You may have noticed that nearly all of the doomsday theories seem to begin with the phrase, “if current trends continue.” But, as I have just reviewed, current trends don’t continue. Global temperatures go down, then up, then stay flat. Population growth tapers off, new oil reserves are discovered, agricultural yields increase at even higher rates. Doomsday forecasters always overestimate gloomy trends and underestimate human ingenuity in problem solving.

This raises the question: How would an informed citizen make sense of our current predicament?

Without question there has been an increase in carbon dioxide and other greenhouse gases released by the burning of fossil fuels and other human activities. A majority of scientists believe this to be the primary source of the global warming that has occurred.

Just how much warming has occurred?

The scientific consensus is that the average temperature of the Earth has risen about 0.4 °C over the past 100 years. This is far less than experts predicted. And therein lies the problem: scientists are better at observation than prediction.

A case in point: experts from the Intergovernmental Panel on Climate carrying out global warming research have now predicted that average global temperatures could increase between 1.4 and 5.8 °C by the year 2100. Notice the nearly 5-fold difference between the conservative and more liberal (one is tempted to say “progressive”) estimates. This strikes me as akin to meteorologists predicting tomorrow’s high as somewhere between 40 and 80 degrees. Not much of a forecast if you are trying to decide whether to head to the beach or not. The confidence interval seems pretty safe, but the precision leaves much to be desired. Just how much faith should one put in such projections, given the flawed models and track record of failed predictions?

□ □ □ □

◆ EXERCISES TO COMPLETE:
(1) In the excerpt on global warming predictions, by how much has Earth's average temperature risen over the past 100 years, according to the scientific consensus?
(2) Carry on the excerpt on global warming predictions from its last sentence.
The listing that comes next has nothing to do with this.

□ □ □ □

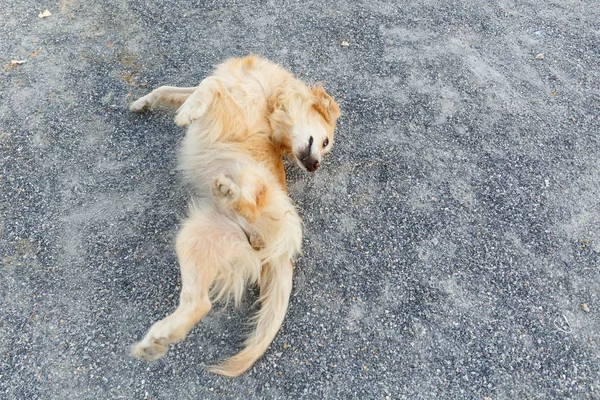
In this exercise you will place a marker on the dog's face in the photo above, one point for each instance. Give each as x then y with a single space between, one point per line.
310 127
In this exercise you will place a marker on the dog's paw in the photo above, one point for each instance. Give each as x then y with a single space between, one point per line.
141 104
224 188
149 349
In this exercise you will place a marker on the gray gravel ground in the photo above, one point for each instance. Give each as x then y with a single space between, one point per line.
452 238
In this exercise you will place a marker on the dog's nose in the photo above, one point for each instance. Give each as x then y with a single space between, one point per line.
311 164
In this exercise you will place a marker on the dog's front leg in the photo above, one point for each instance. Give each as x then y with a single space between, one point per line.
163 96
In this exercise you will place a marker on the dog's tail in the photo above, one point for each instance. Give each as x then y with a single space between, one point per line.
275 290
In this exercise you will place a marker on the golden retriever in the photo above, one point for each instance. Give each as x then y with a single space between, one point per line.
242 228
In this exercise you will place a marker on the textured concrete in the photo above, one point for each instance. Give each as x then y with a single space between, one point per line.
450 239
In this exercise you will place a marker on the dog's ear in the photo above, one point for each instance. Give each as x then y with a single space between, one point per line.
325 104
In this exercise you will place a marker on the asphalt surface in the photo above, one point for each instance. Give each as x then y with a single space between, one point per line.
452 238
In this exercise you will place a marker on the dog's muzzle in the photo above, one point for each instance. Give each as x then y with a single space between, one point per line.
310 163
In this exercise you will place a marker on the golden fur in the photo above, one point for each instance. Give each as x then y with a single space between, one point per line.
242 228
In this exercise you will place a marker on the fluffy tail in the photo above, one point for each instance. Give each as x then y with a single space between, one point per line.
275 290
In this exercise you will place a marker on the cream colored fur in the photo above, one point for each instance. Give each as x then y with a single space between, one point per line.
242 228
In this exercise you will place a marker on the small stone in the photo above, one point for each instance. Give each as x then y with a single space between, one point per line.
585 307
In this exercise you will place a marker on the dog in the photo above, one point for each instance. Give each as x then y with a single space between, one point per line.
242 227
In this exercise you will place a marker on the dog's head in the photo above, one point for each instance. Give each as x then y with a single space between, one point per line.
305 121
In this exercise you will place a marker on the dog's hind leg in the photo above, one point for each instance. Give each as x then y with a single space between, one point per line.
199 252
170 96
275 290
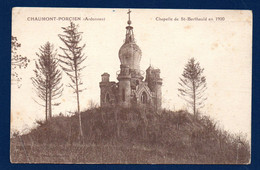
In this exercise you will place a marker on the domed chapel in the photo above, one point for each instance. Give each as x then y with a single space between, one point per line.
131 88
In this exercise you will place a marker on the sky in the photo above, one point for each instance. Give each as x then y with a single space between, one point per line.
221 40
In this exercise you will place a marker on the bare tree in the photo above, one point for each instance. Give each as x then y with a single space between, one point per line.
193 85
47 80
71 62
17 61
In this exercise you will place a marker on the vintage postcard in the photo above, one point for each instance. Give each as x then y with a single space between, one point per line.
131 86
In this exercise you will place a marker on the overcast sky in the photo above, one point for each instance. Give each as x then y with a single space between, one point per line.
223 48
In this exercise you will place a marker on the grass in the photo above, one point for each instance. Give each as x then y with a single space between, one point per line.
130 136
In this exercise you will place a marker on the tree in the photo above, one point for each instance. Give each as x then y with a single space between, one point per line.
193 85
17 61
71 62
47 80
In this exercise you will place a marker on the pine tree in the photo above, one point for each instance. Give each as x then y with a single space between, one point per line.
47 80
193 85
71 62
17 61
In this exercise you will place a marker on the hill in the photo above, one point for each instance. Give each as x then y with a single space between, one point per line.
137 135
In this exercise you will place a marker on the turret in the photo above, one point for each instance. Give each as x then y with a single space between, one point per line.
130 53
104 90
154 82
124 86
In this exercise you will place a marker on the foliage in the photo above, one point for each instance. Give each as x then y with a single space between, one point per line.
71 61
193 85
17 61
47 80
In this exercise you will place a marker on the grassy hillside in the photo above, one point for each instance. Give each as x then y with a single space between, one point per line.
139 135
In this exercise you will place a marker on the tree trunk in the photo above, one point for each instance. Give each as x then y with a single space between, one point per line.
50 112
46 104
194 99
77 91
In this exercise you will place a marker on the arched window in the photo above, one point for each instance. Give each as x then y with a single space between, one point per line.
107 98
123 95
144 98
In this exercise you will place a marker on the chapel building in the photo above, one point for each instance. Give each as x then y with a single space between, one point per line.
131 88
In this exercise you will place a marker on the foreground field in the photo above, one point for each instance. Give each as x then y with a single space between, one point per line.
121 136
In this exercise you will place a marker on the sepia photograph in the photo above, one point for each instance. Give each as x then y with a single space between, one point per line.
130 86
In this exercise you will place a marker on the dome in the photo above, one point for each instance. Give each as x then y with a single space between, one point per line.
130 54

□ □ □ □

◆ RESPONSES TO THE EXERCISE:
(1) About 0.4 °C.

(2)
Regarding the other staggering Earth Day forecast of widespread starvation into hundreds of millions, recent satellite data from NASA and NOAA offer a compelling explanation for the spectacular failure of these predictions.

Almost half of Earth’s vegetated lands have shown significant greening over the past 35 years largely due to rising levels of atmospheric carbon dioxide, according to a recent study published in the journal Nature Climate Change. An international team of 32 authors from 24 institutions in eight countries led the effort, which involved using satellite data from NASA’s Moderate Resolution Imaging Spectrometer and the National Oceanic and Atmospheric Administration’s Advanced Very High Resolution Radiometer instruments to help determine the leaf area index, or amount of leaf cover, over the planet’s vegetated regions.

This greening represents an increase in leaves on plants and trees equivalent in area to two times the continental United States, or more than two million square miles of extra green leaf area per year, compared to the early 2000’s. That increase represents an enormous amount of food to feed a hungry planet, which is one reason the Earth Day predictions of mass starvation never materialized.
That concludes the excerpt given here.